**Supplied information:**
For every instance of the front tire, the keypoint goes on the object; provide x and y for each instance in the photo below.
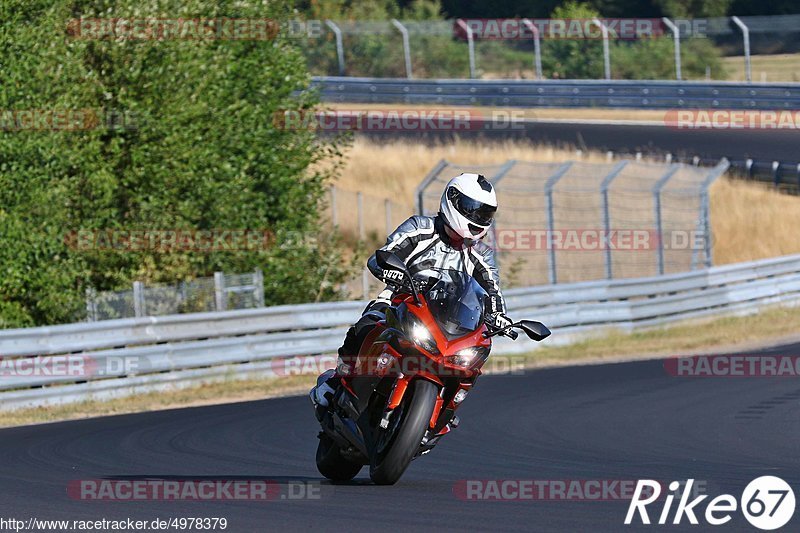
(330, 462)
(388, 465)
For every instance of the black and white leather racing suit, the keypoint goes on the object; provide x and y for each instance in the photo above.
(424, 245)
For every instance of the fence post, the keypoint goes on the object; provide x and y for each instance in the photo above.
(798, 178)
(537, 50)
(334, 215)
(339, 45)
(776, 175)
(219, 291)
(746, 39)
(387, 208)
(676, 35)
(91, 305)
(432, 175)
(604, 186)
(606, 53)
(662, 181)
(360, 213)
(548, 191)
(258, 287)
(406, 46)
(139, 308)
(507, 166)
(471, 45)
(718, 171)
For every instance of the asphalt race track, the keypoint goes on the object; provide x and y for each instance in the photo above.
(610, 422)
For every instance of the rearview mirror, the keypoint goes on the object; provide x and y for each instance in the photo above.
(534, 330)
(388, 260)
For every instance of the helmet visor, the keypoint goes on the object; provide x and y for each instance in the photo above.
(473, 210)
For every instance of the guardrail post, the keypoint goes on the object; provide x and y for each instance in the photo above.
(548, 194)
(606, 53)
(471, 45)
(537, 50)
(676, 35)
(746, 39)
(339, 45)
(662, 181)
(606, 215)
(432, 175)
(406, 46)
(139, 308)
(258, 287)
(219, 291)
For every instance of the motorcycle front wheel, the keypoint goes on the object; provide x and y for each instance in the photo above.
(330, 462)
(391, 458)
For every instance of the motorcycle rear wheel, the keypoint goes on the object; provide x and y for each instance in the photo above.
(330, 462)
(387, 466)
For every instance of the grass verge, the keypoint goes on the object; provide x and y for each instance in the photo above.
(690, 338)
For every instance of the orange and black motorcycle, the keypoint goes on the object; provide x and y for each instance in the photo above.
(413, 370)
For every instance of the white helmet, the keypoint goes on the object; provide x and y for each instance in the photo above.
(468, 205)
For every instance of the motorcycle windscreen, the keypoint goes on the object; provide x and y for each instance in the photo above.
(456, 303)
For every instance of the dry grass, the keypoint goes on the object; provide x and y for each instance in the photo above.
(721, 335)
(394, 169)
(765, 68)
(749, 220)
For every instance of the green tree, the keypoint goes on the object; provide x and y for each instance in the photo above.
(205, 153)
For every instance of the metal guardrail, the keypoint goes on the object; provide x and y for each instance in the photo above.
(657, 94)
(184, 350)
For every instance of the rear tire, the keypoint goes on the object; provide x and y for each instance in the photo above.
(387, 468)
(330, 462)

**What to produce:**
The lines to reproduce run from the one that contains "For every instance of the motorcycle windscreen, the" through the last line above; copy them exactly.

**Answer to the problem:**
For every instance of the motorcycle windscreen, the keypoint goes on the object; provide x and y for each instance in the photo above.
(456, 303)
For every instance of the dry grass, the keypoint goes on the object; provide x and y for each instance in the photo above.
(721, 335)
(394, 169)
(765, 68)
(749, 220)
For every instance of the green tree, the keypoint goes on the object; provide x and y for each instance in the photo above.
(205, 153)
For every instance of the metal guardrail, the keypoint goes on the object; provide x and y for each instance in the photo above.
(657, 94)
(184, 350)
For every instance of the rear tire, the keypoint goes on the object; provide x and y for each instance in the photo above.
(387, 468)
(330, 462)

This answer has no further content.